▶ WORK TO COMPLETE: All lines in the data bearing the string "instance" should be identified and copied.

#### SUPPLIED MATERIAL ####

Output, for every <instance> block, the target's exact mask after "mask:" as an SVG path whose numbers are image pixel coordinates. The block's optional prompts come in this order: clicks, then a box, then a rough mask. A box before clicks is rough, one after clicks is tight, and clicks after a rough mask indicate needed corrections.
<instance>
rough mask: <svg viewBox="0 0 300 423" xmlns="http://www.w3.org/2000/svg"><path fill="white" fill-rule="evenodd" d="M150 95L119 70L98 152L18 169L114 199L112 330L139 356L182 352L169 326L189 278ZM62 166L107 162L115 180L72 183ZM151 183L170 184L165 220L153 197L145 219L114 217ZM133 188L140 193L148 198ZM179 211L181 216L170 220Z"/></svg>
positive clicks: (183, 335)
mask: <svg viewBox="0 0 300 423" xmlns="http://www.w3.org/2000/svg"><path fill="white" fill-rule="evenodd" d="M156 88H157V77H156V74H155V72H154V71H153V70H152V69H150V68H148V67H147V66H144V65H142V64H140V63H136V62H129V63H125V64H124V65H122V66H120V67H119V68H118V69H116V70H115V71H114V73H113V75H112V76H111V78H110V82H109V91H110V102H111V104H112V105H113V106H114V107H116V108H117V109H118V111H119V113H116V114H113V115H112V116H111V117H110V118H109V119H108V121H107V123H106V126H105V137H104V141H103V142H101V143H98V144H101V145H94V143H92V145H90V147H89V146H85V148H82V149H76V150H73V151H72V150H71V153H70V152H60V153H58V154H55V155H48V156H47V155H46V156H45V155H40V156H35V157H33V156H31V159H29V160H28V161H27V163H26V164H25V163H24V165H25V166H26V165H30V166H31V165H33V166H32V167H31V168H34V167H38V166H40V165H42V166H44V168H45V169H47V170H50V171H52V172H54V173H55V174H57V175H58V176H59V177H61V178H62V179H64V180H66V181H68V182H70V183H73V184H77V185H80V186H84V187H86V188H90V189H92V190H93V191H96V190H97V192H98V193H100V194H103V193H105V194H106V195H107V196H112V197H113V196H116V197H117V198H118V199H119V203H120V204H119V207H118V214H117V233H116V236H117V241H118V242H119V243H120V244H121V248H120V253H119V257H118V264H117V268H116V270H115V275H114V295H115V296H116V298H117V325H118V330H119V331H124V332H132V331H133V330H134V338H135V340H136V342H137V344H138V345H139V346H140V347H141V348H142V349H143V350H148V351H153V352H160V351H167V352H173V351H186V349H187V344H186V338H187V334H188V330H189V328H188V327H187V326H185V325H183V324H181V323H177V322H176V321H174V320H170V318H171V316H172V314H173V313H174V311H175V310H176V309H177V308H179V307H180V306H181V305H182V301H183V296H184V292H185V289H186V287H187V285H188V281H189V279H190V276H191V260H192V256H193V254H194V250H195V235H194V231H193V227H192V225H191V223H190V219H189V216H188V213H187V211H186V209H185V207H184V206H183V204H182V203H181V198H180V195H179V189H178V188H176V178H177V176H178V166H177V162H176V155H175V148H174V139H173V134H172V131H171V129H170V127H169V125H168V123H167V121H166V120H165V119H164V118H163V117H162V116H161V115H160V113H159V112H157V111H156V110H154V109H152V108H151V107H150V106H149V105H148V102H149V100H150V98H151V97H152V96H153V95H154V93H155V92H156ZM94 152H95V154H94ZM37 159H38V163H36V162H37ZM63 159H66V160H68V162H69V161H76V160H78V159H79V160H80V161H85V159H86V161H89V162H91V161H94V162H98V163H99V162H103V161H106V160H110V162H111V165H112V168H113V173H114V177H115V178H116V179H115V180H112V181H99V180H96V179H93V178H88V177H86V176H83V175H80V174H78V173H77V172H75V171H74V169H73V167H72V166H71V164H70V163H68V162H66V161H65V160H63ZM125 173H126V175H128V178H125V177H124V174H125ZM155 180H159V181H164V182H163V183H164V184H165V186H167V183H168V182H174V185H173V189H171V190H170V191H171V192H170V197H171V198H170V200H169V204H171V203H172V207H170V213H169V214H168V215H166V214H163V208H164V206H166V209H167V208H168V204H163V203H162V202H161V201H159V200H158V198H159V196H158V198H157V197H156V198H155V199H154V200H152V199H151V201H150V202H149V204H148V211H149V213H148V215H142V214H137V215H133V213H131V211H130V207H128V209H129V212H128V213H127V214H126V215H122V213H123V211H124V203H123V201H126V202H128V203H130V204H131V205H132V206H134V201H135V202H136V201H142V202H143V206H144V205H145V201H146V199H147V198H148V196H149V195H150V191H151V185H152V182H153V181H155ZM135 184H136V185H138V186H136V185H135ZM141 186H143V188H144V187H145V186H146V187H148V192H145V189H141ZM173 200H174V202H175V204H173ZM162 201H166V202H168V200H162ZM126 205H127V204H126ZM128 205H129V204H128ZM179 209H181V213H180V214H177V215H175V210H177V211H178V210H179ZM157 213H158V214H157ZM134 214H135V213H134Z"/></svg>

####

▶ RESULT OF THIS TASK:
Output, for every <instance> block, the target's exact mask after "mask:" as an SVG path whose numbers are image pixel coordinates. The block's optional prompts come in this order: clicks, then a box, then a rough mask. A box before clicks is rough, one after clicks is tight, and clicks after a rough mask indicate needed corrections.
<instance>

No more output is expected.